• **Directives**:
1. Answer these questions from the discussion thread on the epoll classifier:
(a) Which classifier string does the thread mention?
(b) In the REPL test run without the patch, what value did the call to Epoll/isAvailable return?
(c) According to the request to switch to plain lein deps, which part of the existing code may be kept?
2. Quote every distinct sentence in the discussion thread on the epoll classifier that ends with a question mark, listing each only once.
3. In one to three sentences, state the reason the discussion thread on the epoll classifier gives for objecting to the added code that handles classifiers.

• **Selected text**:

Closed DerGuteMoritz closed 2 years ago
We ran exactly into this issue few months/years ago.
I just double-checked and it seems we are not using :classifier "linux-x86_64"
while Epoll/isAvailable
returns true.
Do you have some hints about when using the classifier
is necessary?
Otherwise, this change is fine for me. I included many times the :classifier "linux-x86_64"
on personal projects exactly because of this.
A small aside: I'm not sure it should be Aleph's responsibility to include this dependency... but what's done is done.
I'll defer to you two on this. I have no experience messing with epoll.
However, I wasn't a big fan of the code to append the netty version number, and I like this addition to handle classifiers even less. It's fancy for so little benefit.
Can you switch to boring lein deps? (The netty version var can be kept)
We ran exactly into this issue few months/years ago. I just double-checked and it seems we are not using
:classifier "linux-x86_64"
whileEpoll/isAvailable
returns true.
@arnaudgeiser Interesting :thinking: For me it returned false
in this situation. Just tried it out again by starting a REPL in the aleph repo without this patch and sure enough:
user> (io.netty.channel.epoll.Epoll/isAvailable)
false
While with the patch:
user> (io.netty.channel.epoll.Epoll/isAvailable)
true
Could you inspect your dependency tree whether something somewhere perhaps pulls in this dependency for you?
Do you have some hints about when using the
classifier
is necessary?
AFAIUI this is always necessary. I got that info from https://netty.io/wiki/native-transports.html#using-the-native-transports
A small aside: I'm not sure it should be Aleph's responsibility to include this dependency... but what's done is done.

• **Records shown**:
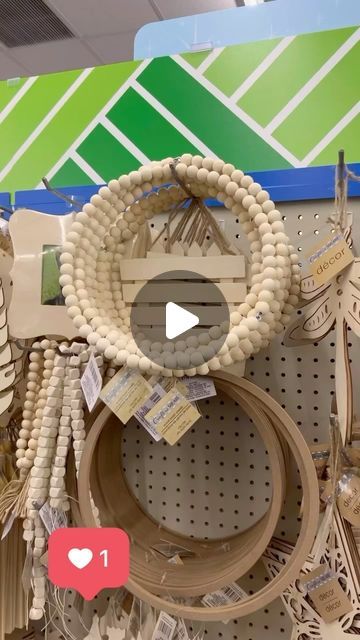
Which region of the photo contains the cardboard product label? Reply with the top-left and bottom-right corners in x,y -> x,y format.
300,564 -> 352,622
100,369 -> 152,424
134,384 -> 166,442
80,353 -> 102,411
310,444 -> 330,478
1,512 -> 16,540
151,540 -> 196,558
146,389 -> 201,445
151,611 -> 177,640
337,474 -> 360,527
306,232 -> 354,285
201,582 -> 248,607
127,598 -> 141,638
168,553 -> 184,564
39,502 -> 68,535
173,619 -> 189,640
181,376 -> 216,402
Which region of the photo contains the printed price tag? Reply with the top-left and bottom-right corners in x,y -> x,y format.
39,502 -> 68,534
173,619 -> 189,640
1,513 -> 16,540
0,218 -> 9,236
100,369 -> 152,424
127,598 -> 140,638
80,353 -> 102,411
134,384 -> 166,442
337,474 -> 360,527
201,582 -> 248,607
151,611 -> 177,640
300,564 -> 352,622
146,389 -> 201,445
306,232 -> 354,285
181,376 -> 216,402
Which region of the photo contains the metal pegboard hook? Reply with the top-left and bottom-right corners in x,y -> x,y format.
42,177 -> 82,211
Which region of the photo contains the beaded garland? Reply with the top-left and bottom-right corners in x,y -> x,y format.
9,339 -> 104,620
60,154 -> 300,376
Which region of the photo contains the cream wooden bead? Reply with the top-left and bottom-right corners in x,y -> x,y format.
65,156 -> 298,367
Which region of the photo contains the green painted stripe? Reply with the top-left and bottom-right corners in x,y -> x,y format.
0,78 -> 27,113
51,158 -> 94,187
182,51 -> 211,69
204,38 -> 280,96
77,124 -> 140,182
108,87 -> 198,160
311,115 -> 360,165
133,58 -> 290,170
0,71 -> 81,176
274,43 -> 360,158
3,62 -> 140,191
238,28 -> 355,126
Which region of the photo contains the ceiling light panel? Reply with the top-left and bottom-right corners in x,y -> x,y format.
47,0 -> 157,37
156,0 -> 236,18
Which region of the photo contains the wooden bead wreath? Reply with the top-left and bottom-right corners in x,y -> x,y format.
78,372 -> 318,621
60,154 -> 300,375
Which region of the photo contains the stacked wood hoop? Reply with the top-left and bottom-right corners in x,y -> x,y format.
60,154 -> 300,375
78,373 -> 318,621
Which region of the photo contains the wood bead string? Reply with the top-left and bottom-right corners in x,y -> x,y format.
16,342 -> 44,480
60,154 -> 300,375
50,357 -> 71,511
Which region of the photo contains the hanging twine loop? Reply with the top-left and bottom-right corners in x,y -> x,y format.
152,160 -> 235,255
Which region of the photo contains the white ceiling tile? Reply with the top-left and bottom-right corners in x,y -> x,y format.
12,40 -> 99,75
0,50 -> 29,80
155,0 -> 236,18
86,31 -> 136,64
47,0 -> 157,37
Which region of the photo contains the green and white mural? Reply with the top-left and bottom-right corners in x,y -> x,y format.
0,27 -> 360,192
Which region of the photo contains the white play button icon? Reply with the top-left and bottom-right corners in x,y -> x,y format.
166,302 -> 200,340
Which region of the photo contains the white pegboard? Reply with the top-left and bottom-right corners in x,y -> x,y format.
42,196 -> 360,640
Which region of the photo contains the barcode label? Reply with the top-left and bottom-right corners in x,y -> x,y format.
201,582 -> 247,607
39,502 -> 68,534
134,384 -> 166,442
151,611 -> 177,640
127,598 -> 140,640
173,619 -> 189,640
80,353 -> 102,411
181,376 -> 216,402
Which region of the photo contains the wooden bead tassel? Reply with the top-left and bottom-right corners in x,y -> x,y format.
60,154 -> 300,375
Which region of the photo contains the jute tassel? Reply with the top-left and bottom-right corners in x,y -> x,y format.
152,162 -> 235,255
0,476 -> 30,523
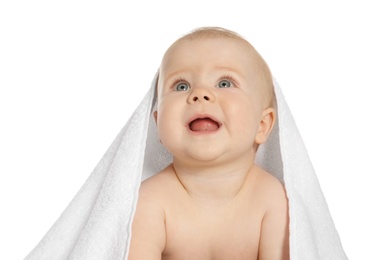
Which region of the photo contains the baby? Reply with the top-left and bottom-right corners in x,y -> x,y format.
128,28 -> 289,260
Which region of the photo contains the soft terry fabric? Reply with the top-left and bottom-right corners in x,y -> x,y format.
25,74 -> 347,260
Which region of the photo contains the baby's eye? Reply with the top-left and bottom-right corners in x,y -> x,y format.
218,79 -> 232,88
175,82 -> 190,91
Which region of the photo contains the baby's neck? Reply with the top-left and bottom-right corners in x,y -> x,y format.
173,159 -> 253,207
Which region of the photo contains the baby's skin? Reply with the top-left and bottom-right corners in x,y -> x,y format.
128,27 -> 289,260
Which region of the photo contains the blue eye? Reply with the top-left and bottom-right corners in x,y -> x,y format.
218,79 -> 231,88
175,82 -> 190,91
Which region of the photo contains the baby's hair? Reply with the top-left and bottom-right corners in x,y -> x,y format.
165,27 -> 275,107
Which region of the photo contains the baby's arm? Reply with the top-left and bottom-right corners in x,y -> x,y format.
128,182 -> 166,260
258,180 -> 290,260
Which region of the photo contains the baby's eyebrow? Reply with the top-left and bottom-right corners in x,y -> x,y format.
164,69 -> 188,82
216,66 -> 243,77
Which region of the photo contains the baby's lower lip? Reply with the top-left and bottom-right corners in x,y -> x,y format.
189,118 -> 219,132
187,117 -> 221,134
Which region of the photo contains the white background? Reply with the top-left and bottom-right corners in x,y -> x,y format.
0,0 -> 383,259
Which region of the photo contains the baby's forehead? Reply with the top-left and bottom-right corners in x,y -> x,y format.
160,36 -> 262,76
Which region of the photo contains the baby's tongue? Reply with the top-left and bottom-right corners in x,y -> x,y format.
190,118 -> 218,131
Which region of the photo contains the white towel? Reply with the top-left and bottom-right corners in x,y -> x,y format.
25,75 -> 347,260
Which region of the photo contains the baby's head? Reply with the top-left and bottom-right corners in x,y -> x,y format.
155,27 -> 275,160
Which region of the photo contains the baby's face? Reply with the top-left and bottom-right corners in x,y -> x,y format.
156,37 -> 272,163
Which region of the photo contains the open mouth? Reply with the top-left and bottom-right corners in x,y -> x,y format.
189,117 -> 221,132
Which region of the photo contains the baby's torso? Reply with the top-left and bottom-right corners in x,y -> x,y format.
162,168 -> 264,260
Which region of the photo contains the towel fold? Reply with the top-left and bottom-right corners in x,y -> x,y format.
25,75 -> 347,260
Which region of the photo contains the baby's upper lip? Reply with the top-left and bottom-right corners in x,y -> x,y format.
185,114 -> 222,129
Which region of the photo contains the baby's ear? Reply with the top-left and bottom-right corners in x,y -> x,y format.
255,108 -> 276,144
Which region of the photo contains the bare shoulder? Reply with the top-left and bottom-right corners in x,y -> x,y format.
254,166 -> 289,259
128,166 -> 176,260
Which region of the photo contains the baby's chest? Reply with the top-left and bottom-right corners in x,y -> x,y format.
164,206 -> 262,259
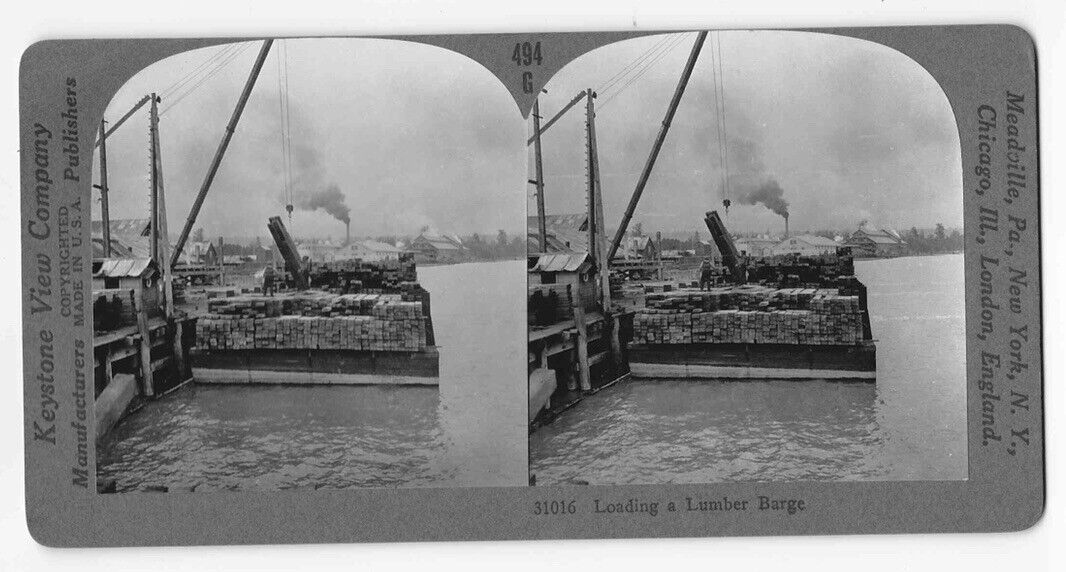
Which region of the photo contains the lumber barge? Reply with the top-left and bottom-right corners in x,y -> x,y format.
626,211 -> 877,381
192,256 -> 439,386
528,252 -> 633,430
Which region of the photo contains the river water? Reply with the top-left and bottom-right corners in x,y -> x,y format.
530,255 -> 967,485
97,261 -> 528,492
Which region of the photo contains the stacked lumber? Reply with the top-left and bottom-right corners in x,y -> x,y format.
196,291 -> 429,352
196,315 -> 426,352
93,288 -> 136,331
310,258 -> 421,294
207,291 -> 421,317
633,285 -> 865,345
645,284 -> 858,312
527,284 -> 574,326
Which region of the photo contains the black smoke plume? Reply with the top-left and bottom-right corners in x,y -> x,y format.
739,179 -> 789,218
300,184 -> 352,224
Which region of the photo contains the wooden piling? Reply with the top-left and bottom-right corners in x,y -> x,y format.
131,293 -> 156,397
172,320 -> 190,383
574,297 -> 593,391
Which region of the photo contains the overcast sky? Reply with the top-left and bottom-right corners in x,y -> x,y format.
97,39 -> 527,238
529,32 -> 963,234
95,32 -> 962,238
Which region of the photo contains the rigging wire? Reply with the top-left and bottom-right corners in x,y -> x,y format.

• **Answers to the exercises**:
1.
(a) "linux-x86_64"
(b) false
(c) The netty version var

2.
- Do you have some hints about when using the classifier is necessary?
- Can you switch to boring lein deps?
- Could you inspect your dependency tree whether something somewhere perhaps pulls in this dependency for you?

3. The commenter finds the addition "fancy for so little benefit." The commenter had already disliked the code that appends the netty version number and likes the classifier handling even less.